## What is expected
Copy each of the following entries back without change.

━━━━━━━━

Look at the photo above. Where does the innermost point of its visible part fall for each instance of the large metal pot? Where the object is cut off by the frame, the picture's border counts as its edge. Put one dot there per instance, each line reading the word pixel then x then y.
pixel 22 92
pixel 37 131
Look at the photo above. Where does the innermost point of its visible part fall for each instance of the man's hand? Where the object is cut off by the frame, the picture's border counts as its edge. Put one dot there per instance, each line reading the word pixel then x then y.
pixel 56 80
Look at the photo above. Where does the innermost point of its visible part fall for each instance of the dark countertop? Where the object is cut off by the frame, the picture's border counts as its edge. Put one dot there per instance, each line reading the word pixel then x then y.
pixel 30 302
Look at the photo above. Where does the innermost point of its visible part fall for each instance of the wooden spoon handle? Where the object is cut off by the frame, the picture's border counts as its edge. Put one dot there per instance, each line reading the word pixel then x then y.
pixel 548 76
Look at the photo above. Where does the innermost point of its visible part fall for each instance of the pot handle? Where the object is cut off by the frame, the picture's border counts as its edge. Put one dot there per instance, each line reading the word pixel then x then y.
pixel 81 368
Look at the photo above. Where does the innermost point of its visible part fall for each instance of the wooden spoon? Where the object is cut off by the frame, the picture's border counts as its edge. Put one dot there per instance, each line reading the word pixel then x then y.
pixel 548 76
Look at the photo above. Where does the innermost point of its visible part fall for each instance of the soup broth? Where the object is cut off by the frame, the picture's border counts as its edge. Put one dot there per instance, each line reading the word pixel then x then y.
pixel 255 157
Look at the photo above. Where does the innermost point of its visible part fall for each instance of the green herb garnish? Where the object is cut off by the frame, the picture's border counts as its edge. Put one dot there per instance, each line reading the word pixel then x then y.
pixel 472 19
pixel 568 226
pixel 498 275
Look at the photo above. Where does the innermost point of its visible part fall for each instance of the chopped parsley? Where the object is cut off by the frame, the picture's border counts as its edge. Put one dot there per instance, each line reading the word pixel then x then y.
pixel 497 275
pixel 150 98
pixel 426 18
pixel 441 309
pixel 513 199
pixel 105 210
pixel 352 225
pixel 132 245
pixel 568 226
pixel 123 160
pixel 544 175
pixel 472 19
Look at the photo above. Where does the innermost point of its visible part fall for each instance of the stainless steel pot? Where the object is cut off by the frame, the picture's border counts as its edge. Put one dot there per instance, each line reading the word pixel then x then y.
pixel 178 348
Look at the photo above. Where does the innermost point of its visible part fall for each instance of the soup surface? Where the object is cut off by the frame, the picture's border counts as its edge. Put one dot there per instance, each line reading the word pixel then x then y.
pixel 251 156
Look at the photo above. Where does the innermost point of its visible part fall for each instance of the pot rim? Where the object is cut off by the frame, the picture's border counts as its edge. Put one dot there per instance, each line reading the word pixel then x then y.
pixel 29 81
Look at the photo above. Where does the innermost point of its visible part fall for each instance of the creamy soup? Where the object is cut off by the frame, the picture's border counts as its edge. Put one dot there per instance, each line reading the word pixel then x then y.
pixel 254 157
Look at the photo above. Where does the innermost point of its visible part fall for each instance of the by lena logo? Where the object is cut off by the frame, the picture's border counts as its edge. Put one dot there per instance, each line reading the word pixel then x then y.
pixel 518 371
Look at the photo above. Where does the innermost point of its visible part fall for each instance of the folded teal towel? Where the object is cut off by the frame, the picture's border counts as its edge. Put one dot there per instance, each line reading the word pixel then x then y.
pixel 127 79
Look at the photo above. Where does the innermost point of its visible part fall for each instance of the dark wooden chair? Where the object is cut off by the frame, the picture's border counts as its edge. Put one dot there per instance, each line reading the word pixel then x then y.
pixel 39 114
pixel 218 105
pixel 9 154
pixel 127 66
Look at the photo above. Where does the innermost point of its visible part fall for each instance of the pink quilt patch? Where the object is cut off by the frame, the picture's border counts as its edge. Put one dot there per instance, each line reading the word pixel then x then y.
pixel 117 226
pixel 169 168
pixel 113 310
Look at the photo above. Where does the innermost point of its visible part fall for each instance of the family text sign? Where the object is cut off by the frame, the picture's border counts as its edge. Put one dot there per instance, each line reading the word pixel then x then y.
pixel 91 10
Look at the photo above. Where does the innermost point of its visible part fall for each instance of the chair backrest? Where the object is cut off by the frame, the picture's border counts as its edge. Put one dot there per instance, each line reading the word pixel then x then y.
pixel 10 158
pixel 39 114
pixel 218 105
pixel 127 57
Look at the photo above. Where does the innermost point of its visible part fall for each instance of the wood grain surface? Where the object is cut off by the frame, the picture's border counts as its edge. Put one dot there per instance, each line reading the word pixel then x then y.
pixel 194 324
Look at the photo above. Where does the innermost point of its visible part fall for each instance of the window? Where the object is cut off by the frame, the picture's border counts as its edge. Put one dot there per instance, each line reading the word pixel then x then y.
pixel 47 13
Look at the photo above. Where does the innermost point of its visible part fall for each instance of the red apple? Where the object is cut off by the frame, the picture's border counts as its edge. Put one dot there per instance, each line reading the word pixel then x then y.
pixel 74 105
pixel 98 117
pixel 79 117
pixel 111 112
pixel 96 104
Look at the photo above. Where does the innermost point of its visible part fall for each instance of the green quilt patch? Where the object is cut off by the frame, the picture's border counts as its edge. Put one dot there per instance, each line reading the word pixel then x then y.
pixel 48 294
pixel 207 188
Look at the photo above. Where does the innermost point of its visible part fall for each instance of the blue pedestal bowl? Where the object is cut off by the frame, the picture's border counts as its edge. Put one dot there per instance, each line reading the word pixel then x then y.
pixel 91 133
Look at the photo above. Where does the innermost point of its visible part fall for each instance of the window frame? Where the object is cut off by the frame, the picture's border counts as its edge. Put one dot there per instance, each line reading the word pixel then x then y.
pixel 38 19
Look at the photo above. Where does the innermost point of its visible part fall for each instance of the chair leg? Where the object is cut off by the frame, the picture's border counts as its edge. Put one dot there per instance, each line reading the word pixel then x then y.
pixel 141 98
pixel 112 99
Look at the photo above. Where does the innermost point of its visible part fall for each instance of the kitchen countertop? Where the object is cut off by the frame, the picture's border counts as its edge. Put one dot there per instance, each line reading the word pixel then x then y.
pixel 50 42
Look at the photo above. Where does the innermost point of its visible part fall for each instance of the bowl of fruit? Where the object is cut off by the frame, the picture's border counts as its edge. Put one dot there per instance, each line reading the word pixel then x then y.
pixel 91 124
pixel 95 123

━━━━━━━━

## Response to the task
Look at the photo above. Where does the innermost point of its visible part fall for each instance of the large metal pot? Where the object is cut off by the frame, the picture's border counts as its edge. Put one dot there per instance, each line reading the word pixel then x then y.
pixel 22 92
pixel 37 131
Look at the photo above. Where does the innermost point of its visible part fall for each instance of the man's hand? Where the object is cut off by the frame, the picture's border counts as its edge. Put one dot there per instance, each line reading the word pixel then x then y.
pixel 56 80
Look at the photo above. Where does the innermost point of its visible part fall for each instance of the dark countertop? Where the object is cut off by the frame, the picture's border counts as its edge. Put one dot there per instance, each line reading the word pixel then x then y.
pixel 30 302
Look at the photo above. Where does the innermost point of its visible part fall for each instance of the wooden spoon handle? Where the object is cut off by the frame, the picture's border counts as its edge. Put one dot there per instance, each line reading the word pixel then x then y.
pixel 548 76
Look at the photo above. Where does the innermost point of its visible part fall for each instance of the pot handle? Where the object is cut off by the frame, the picture's border counts as its edge. Put one dot there per instance, each line reading the word pixel then x then y.
pixel 81 368
Look at the photo above. Where does the innermost point of its visible part fall for each instance of the wooden spoon? Where the object is cut off by the frame, the picture's border counts as its edge. Put one dot there per instance, each line reading the word pixel then x then y.
pixel 548 76
Look at the photo above. Where does the innermost point of its visible part fall for each instance of the soup broth? Where the object is cut off by the frame, the picture's border counts as its edge. Put one dot there per instance, each line reading the word pixel then x then y.
pixel 255 157
Look at the photo above. Where does the innermost point of its visible part fall for each instance of the green herb garnish? Where the object is cut off by the frame, the picture's border counts as its edge. Put one dot there per instance, each line reading the word pixel then x then y.
pixel 472 19
pixel 568 226
pixel 498 275
Look at the photo above. Where does the innermost point of its visible part fall for each instance of the chopped parsley? Where the object is cut off by the frame, the picture's border counts as its edge. Put one dot there per instance, each line reading the word pixel then x then y.
pixel 497 275
pixel 150 98
pixel 426 18
pixel 441 309
pixel 513 199
pixel 105 210
pixel 352 225
pixel 132 245
pixel 568 226
pixel 123 160
pixel 544 175
pixel 472 19
Look at the photo above. Where does the innermost point of its visible part fall for each instance of the stainless steel pot? Where the object is cut off by the frame, the picture's border counts as its edge. Put one dot there per instance, each line reading the word pixel then x then y.
pixel 178 348
Look at the photo above. Where does the innermost point of its visible part fall for each instance of the soup surface? Where the object is cut off by the frame, the picture's border counts as its edge. Put one dot there per instance, each line reading the word pixel then x then y.
pixel 251 156
Look at the photo above. Where does the innermost point of its visible part fall for each instance of the pot rim? Where the object is cut off by the frame, the picture's border counts as its edge. Put one dot there per instance, each line reading the word pixel then x then y.
pixel 29 81
Look at the photo above. Where does the innermost point of its visible part fall for each instance of the creamy soup? Where the object is cut off by the frame, the picture's border counts as its edge. Put one dot there per instance, each line reading the word pixel then x then y.
pixel 254 157
Look at the photo above. Where does the innermost point of its visible part fall for each instance of the by lena logo? Where the object is cut off by the frame, the picture's border counts as its edge. Put one dot there per instance, each line reading the word pixel then x then y.
pixel 518 371
Look at the photo above. Where does the innermost point of its visible part fall for each instance of the folded teal towel? Where the object is cut off by the frame, the picture's border counts as its edge. Put one dot there per instance, each line reading the word pixel then x then y.
pixel 127 79
Look at the photo above. Where does the innermost point of its visible part fall for each instance of the dark wooden chair? Where the object is cut off by the frame, the picture's border counts as its edge. Put one dot there per instance, each line reading the word pixel then x then y.
pixel 39 114
pixel 218 105
pixel 9 154
pixel 127 66
Look at the photo above. Where does the innermost point of its visible part fall for each instance of the pink quilt patch? Where the object is cut off by the frame, the picture's border counts as its edge. Put one dot there per instance, each line reading the word pixel then x then y.
pixel 117 226
pixel 169 168
pixel 113 310
Look at the photo above. Where does the innermost point of its visible part fall for each instance of the family text sign? Where the object is cut off by the frame, the picture's border counts as its edge. Put one dot there per instance, each line reading the word pixel then x then y.
pixel 91 10
Look at the photo above. Where does the innermost point of its visible part fall for each instance of the chair backrest? Where the object is cut off by the frame, the picture's border counts as its edge. Put one dot there per instance, each line reading the word pixel then x then y.
pixel 10 158
pixel 39 114
pixel 218 105
pixel 127 57
Look at the photo above. Where does the innermost point of its visible part fall for each instance of the wood grain surface? Where the object is cut off by the frame, the picture's border counts as its edge. Put one dot there per instance, each line reading the word pixel then x then y.
pixel 194 324
Look at the photo above. Where does the innermost point of its visible part fall for each instance of the window? Where the object is cut off by the frame, the picture's border counts as its edge. Put one dot there per instance, each line reading the word pixel then x then y.
pixel 47 13
Look at the photo above. Where does the innermost point of its visible part fall for each instance of the red apple? Where the object is cut off by the frame, the picture's border counts as its edge. Put one dot there per instance, each line reading the word pixel then x then y.
pixel 74 105
pixel 98 117
pixel 79 117
pixel 111 112
pixel 96 104
Look at the photo above. Where does the innermost point of its visible part fall for each instance of the green quilt patch? Where the object is cut off by the frame, the picture's border counts as its edge. Put one dot there per instance, each line reading the word pixel then x then y.
pixel 48 294
pixel 207 188
Look at the photo above. Where does the innermost point of its visible part fall for each instance of the blue pedestal bowl? Where the object is cut off by the frame, the picture's border counts as its edge. Put one dot there per instance, each line reading the word pixel then x then y.
pixel 91 133
Look at the photo above. Where does the innermost point of its visible part fall for each instance of the window frame? Where the object is cut off by the frame, the picture's border counts as its edge. Put one dot there per instance, each line reading the word pixel then x then y.
pixel 38 19
Look at the photo above. Where does the innermost point of its visible part fall for each instance of the chair leg? Where the object is cut off by the frame, the picture's border counts as its edge. Put one dot there per instance, each line reading the word pixel then x then y.
pixel 141 98
pixel 112 99
Look at the photo above. Where does the innermost point of its visible part fall for each instance of the kitchen countertop? Where the object is cut off by the frame, the picture's border counts as its edge. Put one dot there per instance, each line reading the word pixel then x then y.
pixel 50 42
Look at the photo above. Where does the innermost point of its visible part fall for each instance of the bowl of fruit? Where the object is cut off by the frame, the picture's border counts as its edge. Put one dot there per instance, each line reading the word pixel then x then y.
pixel 91 124
pixel 95 123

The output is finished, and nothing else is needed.